Location labeling records
--------------------

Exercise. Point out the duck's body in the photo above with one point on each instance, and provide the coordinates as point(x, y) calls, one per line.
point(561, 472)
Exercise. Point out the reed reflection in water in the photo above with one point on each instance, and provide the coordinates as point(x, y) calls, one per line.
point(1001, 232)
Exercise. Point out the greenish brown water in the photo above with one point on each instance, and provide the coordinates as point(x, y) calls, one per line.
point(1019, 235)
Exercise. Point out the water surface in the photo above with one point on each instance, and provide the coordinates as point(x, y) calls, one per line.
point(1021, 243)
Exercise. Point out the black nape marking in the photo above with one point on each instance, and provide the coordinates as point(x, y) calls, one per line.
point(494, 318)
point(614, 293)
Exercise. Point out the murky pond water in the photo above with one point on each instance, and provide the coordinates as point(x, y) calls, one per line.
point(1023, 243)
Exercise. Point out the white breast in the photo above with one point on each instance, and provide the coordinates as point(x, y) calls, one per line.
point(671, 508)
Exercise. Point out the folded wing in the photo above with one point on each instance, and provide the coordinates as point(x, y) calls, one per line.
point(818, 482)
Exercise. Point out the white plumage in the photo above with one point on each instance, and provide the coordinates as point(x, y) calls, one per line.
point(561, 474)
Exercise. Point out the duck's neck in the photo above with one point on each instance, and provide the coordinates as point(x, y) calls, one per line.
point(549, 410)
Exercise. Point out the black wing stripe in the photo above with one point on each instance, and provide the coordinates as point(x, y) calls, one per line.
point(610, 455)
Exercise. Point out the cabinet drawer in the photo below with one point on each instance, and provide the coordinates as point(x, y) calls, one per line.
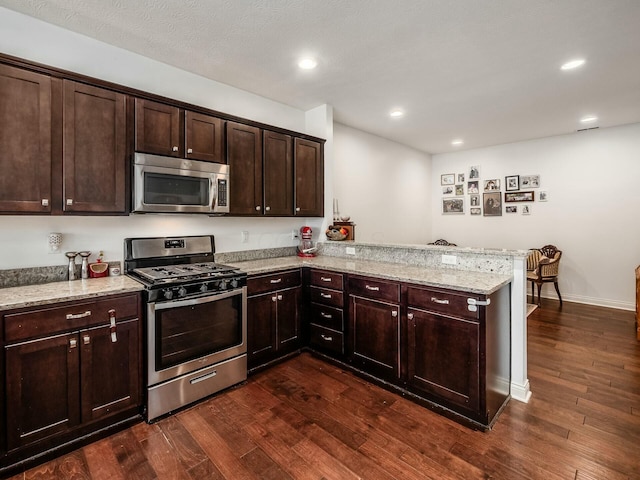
point(73, 316)
point(327, 316)
point(374, 289)
point(323, 278)
point(442, 301)
point(271, 282)
point(327, 297)
point(327, 339)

--------------------

Without any pictures, reproduce exactly the lines from the line that contains "Exercise. Point out the duck's neck" to the end of the entries above, both ends included.

Exercise. Point out the duck's neck in the photo above with one point on each instance, and provide the coordinates as point(x, y) calls, one per line.
point(549, 410)
Exercise. Point out the black wing stripe in the photo above with one point on each instance, and provide the coordinates as point(x, y) calls, one per line.
point(610, 455)
Exercise. Point out the cabinet drawer in the photo below with one point on each instance, and provide the coordinates as point(x, y) calls, one per line.
point(73, 316)
point(327, 316)
point(374, 289)
point(323, 278)
point(442, 301)
point(271, 282)
point(327, 297)
point(327, 339)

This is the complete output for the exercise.